**Problem 1**
Reproduce the entries that follow the film review below word for word, leaving the pictures out.

**Reading text**
---

Pilote has set all of his films to date in locations not too far removed from the environment he grew up in, and the director shows that he has studied the intricacies of small town malaise well. The environment around the characters is picturesque, but curiously void of stimuli. It’s a typical suburb filled with smoothed out edges, not much forestry (hence the title), and plenty of quiet roads leading to rows of identical looking houses. Pilote captures everything gorgeously, but it’s clear that there’s not much to this town than the obvious.  It doesn’t take long for one to identify with Léo’s sense of restlessness. For someone who’s already frustrated and unhappy, Lac-St.-Louis seems like a horrible place to kill some time and wait for something better to come along. Pilote puts his previously underutilized talent for observational, deadpan humour to great use here, finding new and creative ways for characters to remark upon how little there is to do in town and how few opportunities there are.

As Léo learns more about the community around her, The Fireflies Are Gone becomes a richer experience. As Léo’s understanding expands, so too does Tremblay’s remarkably layered performance. Tremblay does a tremendous job of transforming Léo from a somewhat stereotypically frustrated teenager into a young adult who has concrete reasons for feeling so stifled. The Fireflies Are Gone isn’t a boundary pushing look at a potentially taboo relationship or just another tale of someone desperate to escape their humdrum life. It’s a search for self in the truest sense, and Tremblay understands the intricacies of Pilote’s material perfectly, getting nice assists from Papineau and Picard in their pivotal, but smaller supporting roles.

The Fireflies Are Gone might be Pilote’s most hopeful and light-hearted work to date, but that doesn’t make it any more resonant than his previous films. It’s a story about people doing whatever they have to in a bid to get through the day, but Pilote wants viewers to get to know them rather than merely feeling sorry for their plights. It’s a nice movie for an emotionally ugly, but perhaps not irredeemable, world.

The Fireflies Are Gone opens at TIFF Bell Lightbox in Toronto on Friday, July 5, 2019. It’s also available nationwide on various VOD platforms.

---

**Raw data**
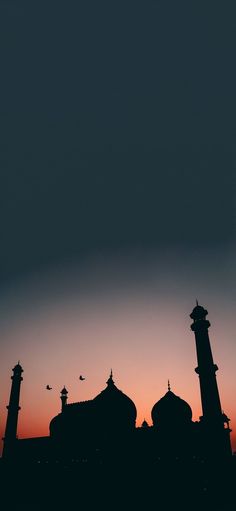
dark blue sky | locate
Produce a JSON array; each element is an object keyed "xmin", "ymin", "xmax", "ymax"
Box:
[{"xmin": 0, "ymin": 0, "xmax": 236, "ymax": 284}]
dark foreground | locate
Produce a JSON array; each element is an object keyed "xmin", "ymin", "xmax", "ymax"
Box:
[{"xmin": 0, "ymin": 457, "xmax": 236, "ymax": 511}]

---

**Problem 2**
Please transcribe everything in the film review above, from "As Léo learns" down to "smaller supporting roles.".

**Result 1**
dark blue sky | locate
Produce a JSON array; each element is an object keyed "xmin", "ymin", "xmax", "ymax"
Box:
[{"xmin": 0, "ymin": 0, "xmax": 236, "ymax": 284}]
dark foreground | locate
Produce a JSON array; each element is an object keyed "xmin", "ymin", "xmax", "ymax"
Box:
[{"xmin": 0, "ymin": 457, "xmax": 236, "ymax": 511}]

**Result 2**
As Léo learns more about the community around her, The Fireflies Are Gone becomes a richer experience. As Léo’s understanding expands, so too does Tremblay’s remarkably layered performance. Tremblay does a tremendous job of transforming Léo from a somewhat stereotypically frustrated teenager into a young adult who has concrete reasons for feeling so stifled. The Fireflies Are Gone isn’t a boundary pushing look at a potentially taboo relationship or just another tale of someone desperate to escape their humdrum life. It’s a search for self in the truest sense, and Tremblay understands the intricacies of Pilote’s material perfectly, getting nice assists from Papineau and Picard in their pivotal, but smaller supporting roles.